▶ _TASK DIRECTIONS_
Rewrite the listing, starting at the line that contains "Find the red" and stopping after the line that contains "[(181, 255), (85, 127)]". Put "azalea bush" in place of "rhododendron bush", keep everything else the same, and return only those lines.

▶ _MATERIAL SUPPLIED_
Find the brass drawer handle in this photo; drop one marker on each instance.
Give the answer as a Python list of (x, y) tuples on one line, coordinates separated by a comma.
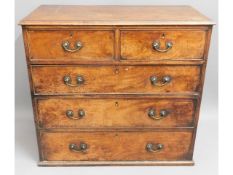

==

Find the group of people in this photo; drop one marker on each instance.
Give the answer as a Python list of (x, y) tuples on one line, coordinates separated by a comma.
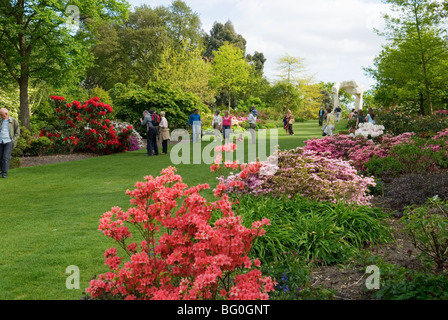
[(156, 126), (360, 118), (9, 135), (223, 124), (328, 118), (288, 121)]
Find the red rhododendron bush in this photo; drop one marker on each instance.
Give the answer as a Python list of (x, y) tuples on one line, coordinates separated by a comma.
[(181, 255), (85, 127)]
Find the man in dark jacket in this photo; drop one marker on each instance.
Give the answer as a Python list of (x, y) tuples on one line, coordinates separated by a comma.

▶ _FINAL ANSWER_
Find the red azalea bush in this photo; drop one marker on each instance.
Give the answer as a Python list of (x, y) tuples on one line, coordinates separated by a comma.
[(181, 255), (85, 127)]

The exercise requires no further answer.